> **Data in this exercise**:
■ ■ ■ ■ ■

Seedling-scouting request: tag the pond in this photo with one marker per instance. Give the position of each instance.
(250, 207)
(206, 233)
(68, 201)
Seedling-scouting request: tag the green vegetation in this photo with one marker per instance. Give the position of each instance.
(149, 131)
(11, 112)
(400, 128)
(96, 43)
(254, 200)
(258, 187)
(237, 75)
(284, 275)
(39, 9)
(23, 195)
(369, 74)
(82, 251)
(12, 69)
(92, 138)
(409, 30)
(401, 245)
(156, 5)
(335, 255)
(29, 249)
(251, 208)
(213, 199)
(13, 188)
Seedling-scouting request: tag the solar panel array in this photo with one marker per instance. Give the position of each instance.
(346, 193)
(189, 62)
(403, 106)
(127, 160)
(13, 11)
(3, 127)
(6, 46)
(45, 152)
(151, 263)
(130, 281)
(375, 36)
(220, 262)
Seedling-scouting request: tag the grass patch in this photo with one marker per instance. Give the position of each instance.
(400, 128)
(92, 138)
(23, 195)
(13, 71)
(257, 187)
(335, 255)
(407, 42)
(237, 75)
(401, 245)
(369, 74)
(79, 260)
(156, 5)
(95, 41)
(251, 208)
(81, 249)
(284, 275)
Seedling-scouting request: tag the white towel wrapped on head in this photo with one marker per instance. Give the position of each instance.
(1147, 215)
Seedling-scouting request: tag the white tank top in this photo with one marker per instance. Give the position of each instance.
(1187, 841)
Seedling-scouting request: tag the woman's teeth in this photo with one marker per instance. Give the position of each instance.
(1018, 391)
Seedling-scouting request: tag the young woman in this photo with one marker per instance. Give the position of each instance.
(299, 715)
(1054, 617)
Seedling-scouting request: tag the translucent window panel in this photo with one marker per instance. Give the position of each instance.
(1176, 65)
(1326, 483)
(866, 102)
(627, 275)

■ ■ ■ ■ ■

> **Goal of the exercise**:
Starting at the line that contains "Seedling-scouting request: tag the woman's" and continuing through the end of the data, copy the lines again, requests included, with 102 added to every number in the answer coordinates.

> **Output of the task**:
Seedling-scouting request: tag the woman's teeth in this photo with one marker per instance. Give the position of each instance.
(1120, 493)
Seedling-scouting request: tag the young woman in this photo with one marker per instance. Give the position of each instance.
(401, 817)
(1156, 719)
Seedling-scouting request: tag the translucent window panel in this photo with one marker per instance. Give the position of each instance.
(1278, 167)
(1428, 585)
(968, 204)
(729, 377)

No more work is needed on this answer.